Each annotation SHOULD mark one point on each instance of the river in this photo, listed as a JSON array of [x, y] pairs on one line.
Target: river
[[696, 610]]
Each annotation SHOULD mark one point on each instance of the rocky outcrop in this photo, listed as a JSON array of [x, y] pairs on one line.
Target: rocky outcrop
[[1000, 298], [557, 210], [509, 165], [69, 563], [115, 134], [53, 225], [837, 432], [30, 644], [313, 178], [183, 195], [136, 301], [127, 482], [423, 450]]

---

**Exercise requirements**. Every entry must be retyped in full, exactly as given.

**Correct output**.
Each annotation SHOULD mark one point on each instance of the river in this photo, listed as a JSON array of [x, y] pairs on one line.
Target: river
[[696, 610]]
Each annotation SHOULD mark one point on each instance of the rocky outcrop in this photo, listed as a JSON array of [x, y] pairs on one line.
Target: rocky outcrop
[[1000, 298], [557, 210], [509, 165], [69, 563], [115, 134], [53, 225], [837, 432], [30, 644], [313, 178], [183, 195], [136, 301], [127, 482], [423, 450]]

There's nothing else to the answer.